● EXERCISE GOAL:
Rewrite the stretch from the line containing "Can you see the cowboy hat?" through the end of the items, replacing "trousers" with "pants" and leaving everything else unchanged.

********

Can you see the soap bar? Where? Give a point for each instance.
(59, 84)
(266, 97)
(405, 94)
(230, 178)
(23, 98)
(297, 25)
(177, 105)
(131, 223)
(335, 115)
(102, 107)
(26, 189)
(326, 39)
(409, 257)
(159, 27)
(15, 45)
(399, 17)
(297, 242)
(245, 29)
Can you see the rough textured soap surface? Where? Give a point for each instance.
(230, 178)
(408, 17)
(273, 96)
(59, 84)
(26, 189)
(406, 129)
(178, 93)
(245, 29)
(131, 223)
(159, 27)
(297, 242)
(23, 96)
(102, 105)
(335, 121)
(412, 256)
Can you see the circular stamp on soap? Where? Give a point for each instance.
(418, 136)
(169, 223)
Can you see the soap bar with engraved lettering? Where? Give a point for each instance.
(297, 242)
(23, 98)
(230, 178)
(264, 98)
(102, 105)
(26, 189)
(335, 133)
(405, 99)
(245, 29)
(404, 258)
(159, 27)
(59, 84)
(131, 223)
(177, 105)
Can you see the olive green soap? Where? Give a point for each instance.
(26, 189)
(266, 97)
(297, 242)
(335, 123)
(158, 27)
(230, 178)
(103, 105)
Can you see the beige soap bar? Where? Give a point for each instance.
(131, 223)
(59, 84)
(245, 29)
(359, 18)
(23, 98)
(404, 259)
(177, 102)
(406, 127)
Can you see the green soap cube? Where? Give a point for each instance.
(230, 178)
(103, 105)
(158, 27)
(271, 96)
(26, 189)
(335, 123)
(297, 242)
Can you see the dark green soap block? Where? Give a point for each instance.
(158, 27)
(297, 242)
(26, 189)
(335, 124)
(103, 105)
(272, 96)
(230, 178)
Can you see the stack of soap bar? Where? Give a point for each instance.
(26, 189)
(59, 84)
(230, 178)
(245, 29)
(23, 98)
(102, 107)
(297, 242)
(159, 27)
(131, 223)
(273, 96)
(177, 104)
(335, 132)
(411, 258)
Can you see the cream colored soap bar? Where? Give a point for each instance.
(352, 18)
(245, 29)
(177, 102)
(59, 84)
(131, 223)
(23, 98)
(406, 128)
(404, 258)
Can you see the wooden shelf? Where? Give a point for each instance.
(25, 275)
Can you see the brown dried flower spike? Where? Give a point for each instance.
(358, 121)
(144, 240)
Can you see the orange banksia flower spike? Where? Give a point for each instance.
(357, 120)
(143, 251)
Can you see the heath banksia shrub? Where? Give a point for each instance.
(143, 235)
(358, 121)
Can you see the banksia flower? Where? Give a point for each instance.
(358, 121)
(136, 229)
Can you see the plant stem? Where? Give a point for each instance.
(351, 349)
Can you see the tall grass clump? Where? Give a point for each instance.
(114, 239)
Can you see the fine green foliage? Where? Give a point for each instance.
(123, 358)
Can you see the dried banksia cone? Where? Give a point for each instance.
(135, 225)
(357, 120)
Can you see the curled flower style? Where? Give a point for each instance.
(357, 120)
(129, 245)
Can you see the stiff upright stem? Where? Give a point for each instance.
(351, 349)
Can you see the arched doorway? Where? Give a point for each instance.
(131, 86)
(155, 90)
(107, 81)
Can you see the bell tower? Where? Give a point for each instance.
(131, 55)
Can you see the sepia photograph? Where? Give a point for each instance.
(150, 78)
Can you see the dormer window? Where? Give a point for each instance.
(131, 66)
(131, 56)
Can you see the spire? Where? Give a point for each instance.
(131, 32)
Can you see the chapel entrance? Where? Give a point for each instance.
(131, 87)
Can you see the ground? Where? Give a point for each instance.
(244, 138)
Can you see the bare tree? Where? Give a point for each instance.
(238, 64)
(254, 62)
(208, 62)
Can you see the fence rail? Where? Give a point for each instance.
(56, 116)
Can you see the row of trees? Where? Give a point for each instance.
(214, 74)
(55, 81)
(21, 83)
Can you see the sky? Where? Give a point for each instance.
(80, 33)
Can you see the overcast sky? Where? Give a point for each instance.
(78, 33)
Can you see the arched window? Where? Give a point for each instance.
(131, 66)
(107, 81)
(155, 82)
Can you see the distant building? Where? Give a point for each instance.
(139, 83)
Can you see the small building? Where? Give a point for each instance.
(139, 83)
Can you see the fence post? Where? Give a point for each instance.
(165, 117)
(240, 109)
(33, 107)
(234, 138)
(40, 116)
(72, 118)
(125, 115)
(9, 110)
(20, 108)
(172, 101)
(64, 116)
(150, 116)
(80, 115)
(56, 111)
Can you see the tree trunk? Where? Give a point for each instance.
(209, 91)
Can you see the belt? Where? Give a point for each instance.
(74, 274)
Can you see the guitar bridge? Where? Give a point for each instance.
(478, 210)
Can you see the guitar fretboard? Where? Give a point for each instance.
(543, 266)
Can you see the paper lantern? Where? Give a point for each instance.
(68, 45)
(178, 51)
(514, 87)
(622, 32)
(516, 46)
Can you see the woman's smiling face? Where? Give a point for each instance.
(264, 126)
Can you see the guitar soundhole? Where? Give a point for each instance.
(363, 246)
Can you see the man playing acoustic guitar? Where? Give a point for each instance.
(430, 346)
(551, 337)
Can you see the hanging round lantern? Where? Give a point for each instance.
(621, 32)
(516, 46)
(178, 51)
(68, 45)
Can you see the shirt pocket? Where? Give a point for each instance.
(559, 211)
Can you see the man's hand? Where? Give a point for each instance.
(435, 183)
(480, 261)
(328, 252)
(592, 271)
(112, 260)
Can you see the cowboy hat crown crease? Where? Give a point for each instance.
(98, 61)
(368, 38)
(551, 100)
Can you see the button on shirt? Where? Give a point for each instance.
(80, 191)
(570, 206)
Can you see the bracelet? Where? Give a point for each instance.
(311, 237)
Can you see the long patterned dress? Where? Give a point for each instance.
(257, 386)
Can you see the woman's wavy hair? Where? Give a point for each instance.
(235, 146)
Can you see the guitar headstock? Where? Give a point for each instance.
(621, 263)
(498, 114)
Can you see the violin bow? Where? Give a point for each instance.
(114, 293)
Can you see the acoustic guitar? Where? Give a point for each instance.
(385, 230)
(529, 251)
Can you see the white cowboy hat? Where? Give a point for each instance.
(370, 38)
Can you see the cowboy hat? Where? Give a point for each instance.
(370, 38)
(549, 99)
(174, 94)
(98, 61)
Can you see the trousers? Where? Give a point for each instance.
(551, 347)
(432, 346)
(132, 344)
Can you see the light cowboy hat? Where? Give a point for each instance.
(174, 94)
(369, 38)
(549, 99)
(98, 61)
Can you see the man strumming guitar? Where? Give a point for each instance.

********

● WORKED ANSWER:
Can you see the cowboy hat? Where? Give a point for each instance.
(370, 38)
(549, 99)
(174, 94)
(98, 61)
Can you see the pants? Where? Give a point for each instance.
(551, 347)
(432, 346)
(132, 344)
Can you see the light cowboy hat? Where? Give a point for each instance.
(174, 94)
(369, 38)
(549, 99)
(98, 61)
Can you see the man strumming guitar? Where? Give a point for each instance.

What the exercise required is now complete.